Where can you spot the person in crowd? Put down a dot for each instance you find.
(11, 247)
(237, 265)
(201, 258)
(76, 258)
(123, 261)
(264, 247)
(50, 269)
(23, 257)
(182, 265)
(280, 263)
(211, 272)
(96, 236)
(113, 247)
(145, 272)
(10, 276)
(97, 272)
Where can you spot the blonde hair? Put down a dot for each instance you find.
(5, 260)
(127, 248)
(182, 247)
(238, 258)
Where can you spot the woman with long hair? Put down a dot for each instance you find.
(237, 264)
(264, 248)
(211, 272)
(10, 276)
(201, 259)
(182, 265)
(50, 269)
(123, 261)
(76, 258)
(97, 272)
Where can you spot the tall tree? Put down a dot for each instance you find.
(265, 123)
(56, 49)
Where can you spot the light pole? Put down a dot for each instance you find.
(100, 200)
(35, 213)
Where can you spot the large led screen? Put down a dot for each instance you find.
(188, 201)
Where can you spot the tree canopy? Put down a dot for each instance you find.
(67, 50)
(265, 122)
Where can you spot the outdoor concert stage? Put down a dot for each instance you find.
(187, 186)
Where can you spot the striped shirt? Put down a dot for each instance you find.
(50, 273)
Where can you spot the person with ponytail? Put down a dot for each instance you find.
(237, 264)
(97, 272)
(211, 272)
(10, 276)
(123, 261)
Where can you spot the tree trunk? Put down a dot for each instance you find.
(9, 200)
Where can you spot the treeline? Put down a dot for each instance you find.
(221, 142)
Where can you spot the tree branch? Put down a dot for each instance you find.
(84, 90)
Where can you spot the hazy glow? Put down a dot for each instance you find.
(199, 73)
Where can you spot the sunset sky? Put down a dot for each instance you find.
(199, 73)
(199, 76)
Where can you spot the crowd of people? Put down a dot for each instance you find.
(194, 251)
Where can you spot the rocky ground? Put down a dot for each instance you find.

# [WHAT TO PRODUCE]
Copy all of the records above, substituting "Mark a point" for every occurrence of "Put down a dot" and keeping everything else the same.

# [WORKED SOLUTION]
Where can you spot the person in crowd? Mark a point for each instance you find.
(11, 247)
(237, 265)
(201, 258)
(76, 258)
(123, 261)
(264, 247)
(50, 269)
(23, 257)
(182, 265)
(280, 263)
(211, 272)
(96, 236)
(113, 247)
(145, 272)
(10, 276)
(97, 272)
Where can you spot the blonde hair? Mark a point for each instance you find.
(5, 260)
(127, 248)
(182, 247)
(238, 258)
Where can you spot the woman with long hair? Mark a point for each instance you find.
(237, 264)
(264, 248)
(211, 272)
(10, 276)
(201, 259)
(182, 265)
(50, 269)
(123, 261)
(76, 258)
(97, 272)
Where can you spot the tall tree? Mark a point for each instance you find.
(265, 123)
(56, 49)
Where can you spot the light pole? Mark a point for each instance you find.
(100, 200)
(35, 213)
Where can you spot the large led screen? Mark a point for each instance you find.
(188, 201)
Where can you spot the tree canopy? Mark a point for each instance you find.
(67, 50)
(265, 122)
Where can you spot the outdoor concert stage? Mark a point for each instance you find.
(187, 186)
Where can you spot the striped shirt? Mark a point for each instance you find.
(50, 273)
Where can you spot the person with ponytail? Mark a point for each instance you find.
(237, 264)
(97, 272)
(211, 272)
(10, 276)
(123, 261)
Where can you spot the tree trunk? Mark a point for each instance you find.
(9, 200)
Where can you spot the treeline? Mark a point for each instance you find.
(221, 142)
Where can you spot the tree branch? Mark a point for each instance you find.
(84, 90)
Where can you spot the hazy glow? Mark a point for each instance you find.
(199, 73)
Where can you spot the sunset sky? Mark a point for each instance you find.
(199, 73)
(199, 76)
Where can you spot the crowd of people? Mark a point for each instance you find.
(194, 251)
Where can you spot the rocky ground? Mark a point for each instance you find.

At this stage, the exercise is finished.